* Your tasks *
1 > List every symptom Amanda Sands describes having in the lung cancer article.
2 > Carry the lung cancer article on past its final sentence.

Doctors don’t associate lung cancer with people #LikeMe – I know I didn’t

Rachel Avery, Director of Marketing and Communications at the Roy Castle Lung Cancer Foundation

4th June 2019

As a GP in the army, Amanda Sands understands that the odds of a young, non-smoking woman complaining of a persistent cough having lung cancer are small. But after being diagnosed with stage 4 lung cancer, she has joined Roy Castle Lung Cancer Foundation’s LikeMe campaign and is urging GPs to remember lung cancer can happen to anyone.

“It was back in the summer of 2017. I had a bit of a cough and also felt tight chested. Given the time of year, I just presumed it was pollen related. However, when my cough got worse and I started experiencing breathlessness, which is very unusual for me. I returned to my doctors and asked for a chest x-ray, and subsequent CT scan. It was then that I received my diagnosis – stage 4 lung cancer.

“I was shocked. My family and friends were shocked. My colleagues too. You just don’t think that you’re going to be a young, female non-smoker and get lung cancer.

“After learning more about my diagnosis, I found out I have got an anaplastic lymphoma kinase positive, or ALK+, rearrangement. No one know what has caused it except it’s due to some kind of genetic mutation and that it is on the rise within young female who don’t smoke.

* Study material *
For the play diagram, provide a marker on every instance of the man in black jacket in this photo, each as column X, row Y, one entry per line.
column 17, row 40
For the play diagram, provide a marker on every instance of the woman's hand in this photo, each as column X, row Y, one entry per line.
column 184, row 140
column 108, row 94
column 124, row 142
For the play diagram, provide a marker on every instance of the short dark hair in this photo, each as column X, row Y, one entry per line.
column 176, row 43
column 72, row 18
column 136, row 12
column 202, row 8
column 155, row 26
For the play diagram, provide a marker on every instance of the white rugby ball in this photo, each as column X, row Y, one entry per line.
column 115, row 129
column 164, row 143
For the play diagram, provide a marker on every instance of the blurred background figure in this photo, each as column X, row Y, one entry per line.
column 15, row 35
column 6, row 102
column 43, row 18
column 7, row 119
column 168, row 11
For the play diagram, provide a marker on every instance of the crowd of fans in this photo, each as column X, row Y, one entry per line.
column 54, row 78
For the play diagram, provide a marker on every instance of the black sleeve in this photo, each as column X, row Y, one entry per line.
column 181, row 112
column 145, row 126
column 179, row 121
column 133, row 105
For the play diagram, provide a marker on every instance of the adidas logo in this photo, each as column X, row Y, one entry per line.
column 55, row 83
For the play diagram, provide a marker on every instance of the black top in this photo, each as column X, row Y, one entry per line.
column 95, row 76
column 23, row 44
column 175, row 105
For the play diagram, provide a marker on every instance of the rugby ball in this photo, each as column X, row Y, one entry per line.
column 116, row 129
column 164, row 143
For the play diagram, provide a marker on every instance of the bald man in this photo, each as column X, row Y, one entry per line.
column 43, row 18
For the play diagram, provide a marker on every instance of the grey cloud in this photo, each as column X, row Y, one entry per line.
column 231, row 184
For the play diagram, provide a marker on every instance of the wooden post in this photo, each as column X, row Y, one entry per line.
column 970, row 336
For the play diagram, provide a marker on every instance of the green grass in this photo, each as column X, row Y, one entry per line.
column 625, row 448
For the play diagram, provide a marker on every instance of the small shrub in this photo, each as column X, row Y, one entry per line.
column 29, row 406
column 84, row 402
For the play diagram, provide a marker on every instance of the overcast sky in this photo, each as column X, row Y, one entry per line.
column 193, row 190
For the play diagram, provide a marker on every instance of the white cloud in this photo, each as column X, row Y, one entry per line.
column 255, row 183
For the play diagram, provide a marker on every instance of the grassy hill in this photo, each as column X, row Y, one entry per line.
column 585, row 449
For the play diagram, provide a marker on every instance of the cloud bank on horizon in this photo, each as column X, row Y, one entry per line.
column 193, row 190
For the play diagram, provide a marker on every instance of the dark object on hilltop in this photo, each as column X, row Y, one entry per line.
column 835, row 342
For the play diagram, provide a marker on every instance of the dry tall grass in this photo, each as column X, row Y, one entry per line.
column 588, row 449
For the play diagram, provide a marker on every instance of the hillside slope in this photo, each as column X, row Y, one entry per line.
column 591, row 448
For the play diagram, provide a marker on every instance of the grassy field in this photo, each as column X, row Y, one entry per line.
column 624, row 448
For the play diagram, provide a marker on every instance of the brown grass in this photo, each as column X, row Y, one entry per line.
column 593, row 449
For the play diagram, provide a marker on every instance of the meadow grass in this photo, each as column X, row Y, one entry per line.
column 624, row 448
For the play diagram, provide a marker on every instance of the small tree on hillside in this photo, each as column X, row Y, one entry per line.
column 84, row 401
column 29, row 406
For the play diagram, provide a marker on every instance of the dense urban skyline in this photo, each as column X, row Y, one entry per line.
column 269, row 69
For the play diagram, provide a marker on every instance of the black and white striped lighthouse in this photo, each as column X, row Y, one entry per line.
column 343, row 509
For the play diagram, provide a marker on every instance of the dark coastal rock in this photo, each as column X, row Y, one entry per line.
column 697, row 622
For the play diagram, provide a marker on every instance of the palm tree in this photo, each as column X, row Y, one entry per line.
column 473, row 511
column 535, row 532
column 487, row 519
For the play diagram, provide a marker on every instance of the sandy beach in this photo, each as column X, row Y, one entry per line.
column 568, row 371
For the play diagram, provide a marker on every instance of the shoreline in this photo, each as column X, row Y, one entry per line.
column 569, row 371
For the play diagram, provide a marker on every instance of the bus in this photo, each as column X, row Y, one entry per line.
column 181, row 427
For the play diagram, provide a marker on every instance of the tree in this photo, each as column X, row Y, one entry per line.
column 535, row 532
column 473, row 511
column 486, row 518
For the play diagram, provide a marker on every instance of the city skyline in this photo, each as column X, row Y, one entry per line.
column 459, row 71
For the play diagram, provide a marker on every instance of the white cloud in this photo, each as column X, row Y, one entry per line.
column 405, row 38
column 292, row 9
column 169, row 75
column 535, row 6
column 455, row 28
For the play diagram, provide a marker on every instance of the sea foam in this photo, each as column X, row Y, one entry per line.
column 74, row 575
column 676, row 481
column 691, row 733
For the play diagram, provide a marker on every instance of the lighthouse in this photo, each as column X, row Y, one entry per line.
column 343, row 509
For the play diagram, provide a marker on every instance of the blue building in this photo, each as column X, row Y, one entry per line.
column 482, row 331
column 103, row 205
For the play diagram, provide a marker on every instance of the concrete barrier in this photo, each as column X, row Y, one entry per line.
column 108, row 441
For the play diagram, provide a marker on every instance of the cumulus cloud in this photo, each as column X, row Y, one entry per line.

* Answers below *
1 > A cough, a tight feeling in her chest, and breathlessness.

2 >
“GP’s haven’t really heard of ALK+ positive lung cancer. None of my colleagues have heard of it. However, it accounts for around 3-5% of all lung cancers in the UK. That’s up to 2,300 people each year.”

Amanda shares her story as part of the LikeMe campaign, an awareness initiative launched by Roy Castle Lung Cancer Foundation which aims to challenge the misconceptions around the disease. Initially focusing on the stories of 10 women, all of whom were diagnosed under the age of 50, LikeMe provides a stark realisation that lung cancer really can affect anyone.

Survival rates for lung cancer have continued to lag significantly behind that of other causes, with just 10% of those diagnosed living for five years or more. This is largely because people are typically diagnosed at late stage when curative-intent treatment is no longer possible.

Early diagnosis of lung cancer is key. However, symptoms are, at best, vague – a persistent cough, breathlessness, weight loss and/or fatigue – or, at worst, non-existent. And when it comes to non-high risk individuals, the odds of an early diagnosis are even less; those under 50 are more likely to be diagnosed at late stage than those over 50.

This is why tools such as C the Signs are so important. We recognise the odds of someone like Amanda having lung cancer are low, but we know it is possible and need everyone else too as well. So, if the signs are pointing in that direction, we are urging GPs to follow them – regardless of the odds.

“As a GP we deal with coughs and upper respiratory tract infections a lot of the time. They’re bread and butter consultations,” Amanda continues. “But, I think it’s important to take time to listen to the story.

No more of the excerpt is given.